Region pointing data:
┌──
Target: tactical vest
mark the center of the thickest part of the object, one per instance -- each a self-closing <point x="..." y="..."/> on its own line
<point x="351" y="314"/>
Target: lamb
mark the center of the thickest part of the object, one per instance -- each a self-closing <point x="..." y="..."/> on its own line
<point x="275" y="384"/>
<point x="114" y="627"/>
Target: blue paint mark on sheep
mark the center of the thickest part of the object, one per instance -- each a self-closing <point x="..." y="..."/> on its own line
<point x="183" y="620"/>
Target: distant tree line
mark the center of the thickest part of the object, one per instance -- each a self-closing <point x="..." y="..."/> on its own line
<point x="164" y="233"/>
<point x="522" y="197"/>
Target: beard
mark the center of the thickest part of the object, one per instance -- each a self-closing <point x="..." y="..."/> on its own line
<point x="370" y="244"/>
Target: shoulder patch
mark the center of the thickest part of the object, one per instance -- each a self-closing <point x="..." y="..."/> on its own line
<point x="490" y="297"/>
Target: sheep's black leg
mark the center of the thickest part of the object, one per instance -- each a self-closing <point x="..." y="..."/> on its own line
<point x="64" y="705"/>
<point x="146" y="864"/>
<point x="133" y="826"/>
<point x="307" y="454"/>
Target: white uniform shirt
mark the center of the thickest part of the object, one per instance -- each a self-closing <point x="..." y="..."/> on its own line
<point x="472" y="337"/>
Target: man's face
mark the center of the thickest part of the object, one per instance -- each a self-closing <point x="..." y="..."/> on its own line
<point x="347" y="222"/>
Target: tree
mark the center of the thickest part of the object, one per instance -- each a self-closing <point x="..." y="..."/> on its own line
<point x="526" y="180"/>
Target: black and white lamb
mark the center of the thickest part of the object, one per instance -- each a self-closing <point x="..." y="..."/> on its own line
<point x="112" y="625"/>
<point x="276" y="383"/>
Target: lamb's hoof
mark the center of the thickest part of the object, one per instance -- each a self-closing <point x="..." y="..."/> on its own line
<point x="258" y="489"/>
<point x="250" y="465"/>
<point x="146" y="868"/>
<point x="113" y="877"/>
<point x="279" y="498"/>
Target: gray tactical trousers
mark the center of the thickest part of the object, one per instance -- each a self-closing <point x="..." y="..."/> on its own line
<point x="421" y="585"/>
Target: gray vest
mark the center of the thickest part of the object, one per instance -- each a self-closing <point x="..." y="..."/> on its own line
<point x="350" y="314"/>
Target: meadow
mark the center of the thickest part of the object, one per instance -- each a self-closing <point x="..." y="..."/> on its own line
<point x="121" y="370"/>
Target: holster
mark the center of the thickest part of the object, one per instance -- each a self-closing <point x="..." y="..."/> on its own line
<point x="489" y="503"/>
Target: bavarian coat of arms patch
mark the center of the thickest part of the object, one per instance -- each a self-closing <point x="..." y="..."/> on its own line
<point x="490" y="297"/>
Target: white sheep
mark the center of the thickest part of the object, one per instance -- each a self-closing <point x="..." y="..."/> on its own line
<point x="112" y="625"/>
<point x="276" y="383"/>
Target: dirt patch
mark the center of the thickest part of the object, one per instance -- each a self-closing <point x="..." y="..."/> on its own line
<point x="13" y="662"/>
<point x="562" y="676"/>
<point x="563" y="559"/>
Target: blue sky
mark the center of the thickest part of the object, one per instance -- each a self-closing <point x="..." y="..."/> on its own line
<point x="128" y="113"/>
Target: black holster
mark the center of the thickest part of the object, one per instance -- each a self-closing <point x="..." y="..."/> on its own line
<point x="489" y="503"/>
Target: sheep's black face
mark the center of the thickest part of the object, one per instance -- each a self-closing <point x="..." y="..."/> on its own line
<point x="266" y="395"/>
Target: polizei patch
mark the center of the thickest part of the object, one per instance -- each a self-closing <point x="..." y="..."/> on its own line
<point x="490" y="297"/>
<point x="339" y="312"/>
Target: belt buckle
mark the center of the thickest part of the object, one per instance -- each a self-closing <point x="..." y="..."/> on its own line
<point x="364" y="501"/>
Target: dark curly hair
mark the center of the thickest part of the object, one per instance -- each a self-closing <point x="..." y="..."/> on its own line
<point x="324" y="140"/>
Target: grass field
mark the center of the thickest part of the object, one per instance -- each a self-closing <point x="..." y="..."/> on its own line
└──
# [What you will do]
Check each line above for the string "holster" and copy the ones that have it.

# [Answer for this exercise]
Target: holster
Target: black holster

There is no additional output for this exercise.